* [YOUR TASK]: Render the records below as a Markdown table with the columns Row and Line, giving each non-blank line its own row number and leaving out blank lines.

— start of DATA RECORDS —

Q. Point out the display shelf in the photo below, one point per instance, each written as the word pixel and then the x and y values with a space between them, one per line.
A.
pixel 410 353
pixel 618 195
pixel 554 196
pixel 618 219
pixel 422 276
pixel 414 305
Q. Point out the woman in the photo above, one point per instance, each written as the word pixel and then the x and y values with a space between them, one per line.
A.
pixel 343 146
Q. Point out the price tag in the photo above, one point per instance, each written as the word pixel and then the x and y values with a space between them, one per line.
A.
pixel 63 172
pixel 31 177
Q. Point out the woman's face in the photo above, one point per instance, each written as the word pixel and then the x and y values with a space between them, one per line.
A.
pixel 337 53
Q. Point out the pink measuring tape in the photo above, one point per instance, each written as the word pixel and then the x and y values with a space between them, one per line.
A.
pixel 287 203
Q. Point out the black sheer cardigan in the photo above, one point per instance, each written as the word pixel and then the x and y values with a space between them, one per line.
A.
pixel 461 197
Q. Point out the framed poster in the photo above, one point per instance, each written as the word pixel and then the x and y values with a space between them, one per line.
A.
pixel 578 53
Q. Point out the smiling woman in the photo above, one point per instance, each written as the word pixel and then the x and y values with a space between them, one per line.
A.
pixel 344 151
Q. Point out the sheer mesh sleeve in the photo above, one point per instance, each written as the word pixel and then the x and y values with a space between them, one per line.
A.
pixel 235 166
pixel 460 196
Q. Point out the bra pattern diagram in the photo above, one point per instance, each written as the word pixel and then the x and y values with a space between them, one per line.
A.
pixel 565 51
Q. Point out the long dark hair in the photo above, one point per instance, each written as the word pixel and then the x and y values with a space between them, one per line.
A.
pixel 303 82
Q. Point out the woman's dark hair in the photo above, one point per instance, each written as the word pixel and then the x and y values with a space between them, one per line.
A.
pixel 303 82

— end of DATA RECORDS —

* [THE ANSWER]:
| Row | Line |
|---|---|
| 1 | Q. Point out the display shelf in the photo below, one point per instance, each written as the word pixel and then the x and y values with a space between them, one per line. |
| 2 | A. |
| 3 | pixel 410 353 |
| 4 | pixel 618 195 |
| 5 | pixel 554 196 |
| 6 | pixel 618 219 |
| 7 | pixel 422 276 |
| 8 | pixel 414 305 |
| 9 | Q. Point out the woman in the photo above, one point per instance, each written as the word pixel and then the x and y values with a space between them, one per line. |
| 10 | A. |
| 11 | pixel 343 146 |
| 12 | Q. Point out the price tag in the photo above, one point per instance, each written as the word pixel and then the x and y values with a space between them, one per line. |
| 13 | A. |
| 14 | pixel 63 172 |
| 15 | pixel 31 177 |
| 16 | Q. Point out the woman's face in the photo above, one point per instance, each written as the word pixel and then the x and y values with a space between them, one per line. |
| 17 | A. |
| 18 | pixel 337 53 |
| 19 | Q. Point out the pink measuring tape in the photo above, one point per instance, each written as the word pixel and then the x and y values with a space between them, one per line. |
| 20 | A. |
| 21 | pixel 287 203 |
| 22 | Q. Point out the black sheer cardigan in the photo above, one point per instance, each written as the word pixel and then the x and y values with a space between them, one per line. |
| 23 | A. |
| 24 | pixel 461 197 |
| 25 | Q. Point out the framed poster in the photo above, one point per instance, each written as the word pixel and then the x and y values with a space between them, one per line. |
| 26 | A. |
| 27 | pixel 578 53 |
| 28 | Q. Point out the smiling woman in the photo above, one point per instance, each written as the word pixel and then the x and y values with a space between them, one per line. |
| 29 | A. |
| 30 | pixel 344 151 |
| 31 | Q. Point out the sheer mesh sleeve in the photo above, one point per instance, each written as the word pixel and then the x and y values with a space between them, one per line. |
| 32 | A. |
| 33 | pixel 235 166 |
| 34 | pixel 460 196 |
| 35 | Q. Point out the bra pattern diagram in the photo above, one point per instance, each written as the word pixel and then the x and y values with a space between them, one per line. |
| 36 | A. |
| 37 | pixel 565 51 |
| 38 | Q. Point out the long dark hair in the photo above, one point per instance, each written as the word pixel and then the x and y values with a space between them, one per line. |
| 39 | A. |
| 40 | pixel 303 82 |
| 41 | Q. Point out the woman's dark hair in the photo above, one point per instance, each written as the word pixel and then the x and y values with a space between them, one per line. |
| 42 | A. |
| 43 | pixel 303 82 |